抜粋した文章:
__________

Chousei coal mine skeltal remains salvage project
山口県宇部市、「宇部炭田」という石炭を採掘していた炭鉱群のひとつとして、長生炭鉱があります。
宇部炭田に属する炭坑はいずれも海底炭田で、陸地から堀りはじめ、海底のさらに下に掘り進んだ炭坑でしたが、時代が進むにつれて石炭需要の低下や多くの事故などにより現在は操業を停止しています。
元々細々と採掘はされてきましたが、1868年に山口藩によって石炭局が開設され、1870年にはイギリスから技師を招いて洋式採炭技術を導入し、以降本格的な採掘が始まりました。
1872年には鉱山心得によって宇部炭田は半国有化され、日清戦争などでの旺盛な石炭需要のもと、さらに採掘は進んでいきました。
宇部炭田における海底採掘の手法は1912年以降に導入され、その後宇部炭田での生産量は倍増したといわれています。
しかしながら、それにともなって宇部炭田に属する炭鉱への海水流入事故が多く発生することとなりました。
戦争による需要の増減の影響を受けながら操業は継続されたものの、第二次世界大戦後、主要なエネルギー源として石油への移行が徐々に進んだため、宇部市のすべての石炭鉱山は1967年に閉鎖されました。
海水流入事故が発生した石炭鉱山は救出や遺体の回収が不可能となり、坑道全体が放棄されました。
したがって、水没した鉱山の坑道内に残された遺体と遺物は、そのまま放置されたままとなっています。
なお、これらの画像の地図は、宇部炭鉱史やその他の文献にある地図をもとに、我々が書き起こして画像化したものです。
長生炭鉱は宇部炭鉱に属する炭鉱のひとつで、1942年に海水流入事故を起こし、その事故の結果として183人が亡くなりました。
これらの犠牲者のうち136人は当時日本の植民地であった朝鮮半島からの労働者、5人は沖縄県の出身であったとされています。

__________

資料一覧:

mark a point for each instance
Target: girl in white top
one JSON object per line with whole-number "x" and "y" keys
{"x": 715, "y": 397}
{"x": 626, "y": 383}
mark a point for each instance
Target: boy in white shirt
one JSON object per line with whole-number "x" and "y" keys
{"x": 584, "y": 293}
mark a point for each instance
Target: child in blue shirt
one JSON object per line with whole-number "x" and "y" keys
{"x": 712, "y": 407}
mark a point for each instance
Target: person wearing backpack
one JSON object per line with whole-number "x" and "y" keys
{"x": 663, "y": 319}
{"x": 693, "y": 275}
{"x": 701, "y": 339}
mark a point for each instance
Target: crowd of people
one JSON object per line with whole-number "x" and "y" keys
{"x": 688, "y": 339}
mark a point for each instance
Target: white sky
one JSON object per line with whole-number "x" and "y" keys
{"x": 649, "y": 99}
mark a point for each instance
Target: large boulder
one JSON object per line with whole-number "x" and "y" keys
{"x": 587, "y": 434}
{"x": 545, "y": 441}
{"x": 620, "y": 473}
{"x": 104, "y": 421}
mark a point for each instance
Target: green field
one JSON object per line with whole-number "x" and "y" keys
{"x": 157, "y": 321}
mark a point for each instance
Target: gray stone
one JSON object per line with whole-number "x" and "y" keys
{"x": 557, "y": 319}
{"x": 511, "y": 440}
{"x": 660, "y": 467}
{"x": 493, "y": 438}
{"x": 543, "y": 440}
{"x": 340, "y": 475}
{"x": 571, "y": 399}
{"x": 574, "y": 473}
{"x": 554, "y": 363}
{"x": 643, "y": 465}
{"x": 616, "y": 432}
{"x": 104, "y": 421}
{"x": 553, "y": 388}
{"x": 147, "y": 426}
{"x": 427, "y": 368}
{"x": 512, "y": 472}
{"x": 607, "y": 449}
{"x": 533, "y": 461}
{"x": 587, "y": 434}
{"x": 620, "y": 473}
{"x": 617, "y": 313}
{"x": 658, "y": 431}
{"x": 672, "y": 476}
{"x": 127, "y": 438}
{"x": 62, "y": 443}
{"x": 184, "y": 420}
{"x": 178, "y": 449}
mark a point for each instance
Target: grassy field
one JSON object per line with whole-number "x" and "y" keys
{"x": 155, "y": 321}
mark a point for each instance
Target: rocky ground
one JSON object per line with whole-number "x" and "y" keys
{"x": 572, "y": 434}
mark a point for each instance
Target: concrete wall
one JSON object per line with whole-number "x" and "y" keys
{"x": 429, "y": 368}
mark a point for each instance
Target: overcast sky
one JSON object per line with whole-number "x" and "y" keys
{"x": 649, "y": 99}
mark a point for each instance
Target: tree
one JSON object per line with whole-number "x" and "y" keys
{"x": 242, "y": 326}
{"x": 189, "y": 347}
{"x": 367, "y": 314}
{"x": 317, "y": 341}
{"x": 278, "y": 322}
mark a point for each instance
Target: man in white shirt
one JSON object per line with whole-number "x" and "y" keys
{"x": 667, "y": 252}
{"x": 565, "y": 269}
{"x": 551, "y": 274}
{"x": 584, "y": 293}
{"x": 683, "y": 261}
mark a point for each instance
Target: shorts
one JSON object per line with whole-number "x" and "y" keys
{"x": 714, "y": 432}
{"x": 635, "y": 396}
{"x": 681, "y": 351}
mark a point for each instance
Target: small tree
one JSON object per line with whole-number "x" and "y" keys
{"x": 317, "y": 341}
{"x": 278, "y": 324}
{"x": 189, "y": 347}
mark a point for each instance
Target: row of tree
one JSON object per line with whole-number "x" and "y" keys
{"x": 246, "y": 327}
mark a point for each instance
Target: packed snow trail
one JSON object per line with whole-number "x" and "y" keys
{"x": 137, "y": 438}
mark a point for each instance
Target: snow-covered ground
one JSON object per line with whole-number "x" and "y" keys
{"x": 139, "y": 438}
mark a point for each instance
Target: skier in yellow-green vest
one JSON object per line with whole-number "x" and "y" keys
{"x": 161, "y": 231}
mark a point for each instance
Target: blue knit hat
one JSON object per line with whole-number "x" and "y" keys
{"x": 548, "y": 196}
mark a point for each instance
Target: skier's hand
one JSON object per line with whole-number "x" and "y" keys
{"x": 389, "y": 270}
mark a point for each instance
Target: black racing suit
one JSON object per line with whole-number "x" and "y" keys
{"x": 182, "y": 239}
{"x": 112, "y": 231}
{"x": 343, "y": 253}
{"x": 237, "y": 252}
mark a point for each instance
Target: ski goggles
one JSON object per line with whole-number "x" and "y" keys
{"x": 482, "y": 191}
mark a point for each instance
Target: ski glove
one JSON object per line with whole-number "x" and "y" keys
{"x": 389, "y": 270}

__________

課題一覧:
1. 長生炭鉱の文章によると、宇部市のすべての石炭鉱山が閉鎖されたのは何年か。
2. 長生炭鉱の文章のうち、「宇部炭田における海底採掘の手」から始まり「て183人が亡くなりました。」まで続く部分を、一字も変えずに書き写してください。
3. 長生炭鉱の文章を、最後の文の後から書き継げ。
資料は使わなくてよい。

課題別の回答:
1. 1967年。

2.
宇部炭田における海底採掘の手法は1912年以降に導入され、その後宇部炭田での生産量は倍増したといわれています。
しかしながら、それにともなって宇部炭田に属する炭鉱への海水流入事故が多く発生することとなりました。
戦争による需要の増減の影響を受けながら操業は継続されたものの、第二次世界大戦後、主要なエネルギー源として石油への移行が徐々に進んだため、宇部市のすべての石炭鉱山は1967年に閉鎖されました。
海水流入事故が発生した石炭鉱山は救出や遺体の回収が不可能となり、坑道全体が放棄されました。
したがって、水没した鉱山の坑道内に残された遺体と遺物は、そのまま放置されたままとなっています。
なお、これらの画像の地図は、宇部炭鉱史やその他の文献にある地図をもとに、我々が書き起こして画像化したものです。
長生炭鉱は宇部炭鉱に属する炭鉱のひとつで、1942年に海水流入事故を起こし、その事故の結果として183人が亡くなりました。

3.
宇部炭田は全体的に外国出身の労働者の多い炭田で(植民地であった地域から働きに来た労働者を、外国出身と呼称するか否かという点についてはここでは触れません。)、宇部炭田全体の労働者のうち40%は外国人労働者であり、そのうちの85%は朝鮮半島出身であったと考えられています。
外国人労働者に対する強制的な措置や労働環境の質については、場合によっては議論の余地があるかもしれませんが、ここではその議題については触れません。
いずれにせよ、確実な事実は、183柱の遺骨が長生炭鉱の中に眠っているということです。
長生炭鉱は、宇部炭田の数多くの炭鉱のなかで有名な炭鉱と言えますが、その理由の一つとして海から突き出した「ピーヤ」があげられるでしょう。
このピーヤは炭坑内から排気・排水をおこなうための設備で、操業停止後もそのまま海に残ったままとなっており、陸からもその姿を眺めることができます。
なお、長生炭鉱の入り口は事故後に埋め立てられており、このプロジェクトの開始時点では正確な場所はわからなくなっていました。
現在では長生炭鉱の潜水調査を実施している私、水中探検家の伊左治佳孝は、全くの初期からこの長生炭鉱への取り組みに参加していたわけではありません。知識としてこの水中炭鉱の存在は知っていましたが、何かしら関わりがあったわけではありませんでした。
しかし、2023年12月、偶然にも長生炭鉱の遺骨の収容を目指して活動している市民団体、「長生炭鉱の水非常を歴史に刻む会」の集会の様子をWEBで見かけたことで状況は変化し始めました。
私がWEBでその発表内容を見たところ、率直な言い方をすれば、「遺骨収容への取り組みは実施できておらず、遺骨を収容できる見込みも無い、その手段が無い」というものでした。
しかし、私の目から長生炭鉱の状況をみたときの感想は、「ピーヤから潜水したらよいのに、なぜ試してみないのか?」というものでした。
私は、
と考え、集会の翌日には長生炭鉱の水非常を歴史に刻む会に連絡を取っていました(以下、「刻む会」といいます。)。
刻む会に、「私がまず潜水してみて、状況を確認しようか」ということを申し出たところ、集会で発表されていた内容に加えて下記のような現況が明らかになりました。
これらの状況に対して私は、
と考え、改めて協力を申し出て、準備が整い次第ピーヤからの潜水を試みることになりました。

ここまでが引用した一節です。